(Your instructions): Update every one of the records below by replacing "tag" with "mark" wherever it occurs, keeping all other text unchanged. Omit the pictures from your answer.

(Point annotations for photos):
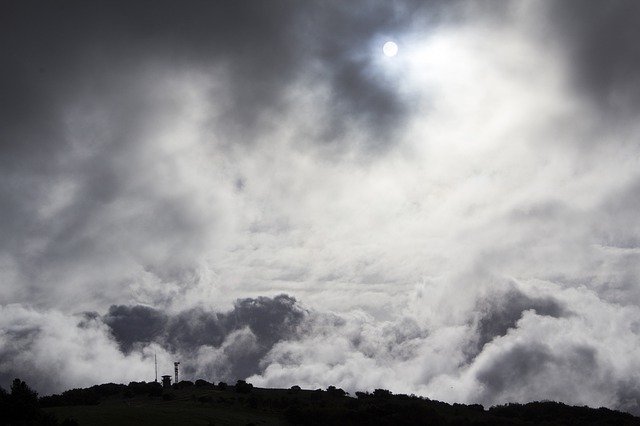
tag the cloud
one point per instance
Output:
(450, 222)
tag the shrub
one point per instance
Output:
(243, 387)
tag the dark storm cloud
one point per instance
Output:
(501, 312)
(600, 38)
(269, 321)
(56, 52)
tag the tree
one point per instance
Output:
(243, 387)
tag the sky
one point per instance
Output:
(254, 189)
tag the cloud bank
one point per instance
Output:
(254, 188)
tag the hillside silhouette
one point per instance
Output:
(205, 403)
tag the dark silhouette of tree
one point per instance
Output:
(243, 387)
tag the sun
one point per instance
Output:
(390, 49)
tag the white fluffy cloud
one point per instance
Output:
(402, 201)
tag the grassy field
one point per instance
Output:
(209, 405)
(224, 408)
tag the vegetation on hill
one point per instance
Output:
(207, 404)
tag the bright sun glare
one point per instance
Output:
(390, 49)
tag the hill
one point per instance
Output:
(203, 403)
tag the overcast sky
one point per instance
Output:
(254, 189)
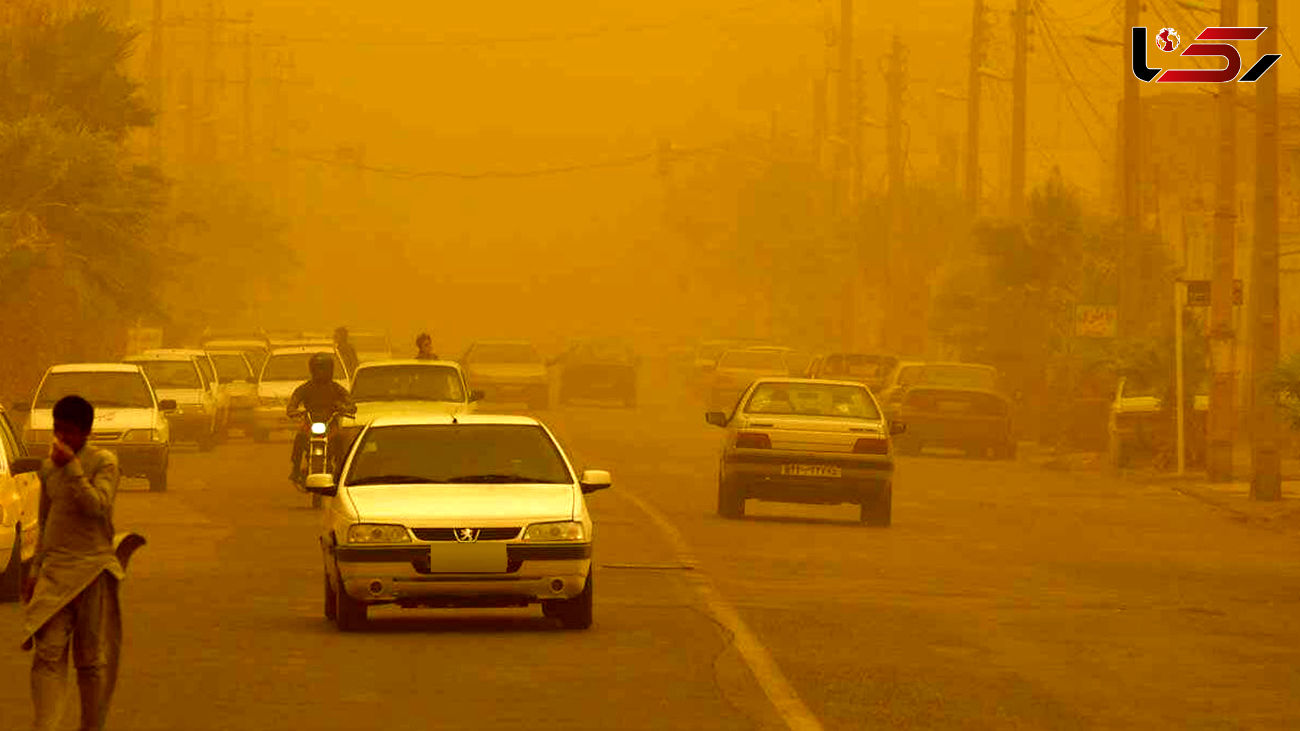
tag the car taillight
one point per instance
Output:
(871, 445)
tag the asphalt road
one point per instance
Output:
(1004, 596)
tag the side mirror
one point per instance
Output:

(Correct response):
mark the cloud
one point per instance
Output:
(450, 222)
mark the shrub
one point per instance
Output:
(243, 387)
mark the dark storm cloud
one point per instance
Output:
(501, 312)
(600, 38)
(269, 321)
(56, 52)
mark the tree
one point per instance
Output:
(243, 387)
mark the sky
one point per instance
Output:
(254, 189)
mark the cloud bank
one point per instance
Output:
(254, 188)
mark the hillside silhouette
one point per instance
Output:
(205, 403)
mark the dark silhouette of tree
one point per instance
Output:
(243, 387)
mark the sun
one point per instance
Output:
(390, 49)
mark the white fluffy cloud
one point per instance
Output:
(402, 201)
mark the grassy field
one point per instance
Output:
(209, 405)
(224, 408)
mark the vegetation on hill
one point per instance
Output:
(207, 404)
mark the bright sun glare
one point per instance
Output:
(390, 49)
mark the hill
one point per instance
Output:
(203, 403)
mark the overcast sky
one point per instance
Output:
(254, 189)
mark the car taillight
one point per instance
Output:
(871, 445)
mark the asphalt road
one point per instance
Output:
(1004, 596)
mark the side mirror
one point per instance
Output:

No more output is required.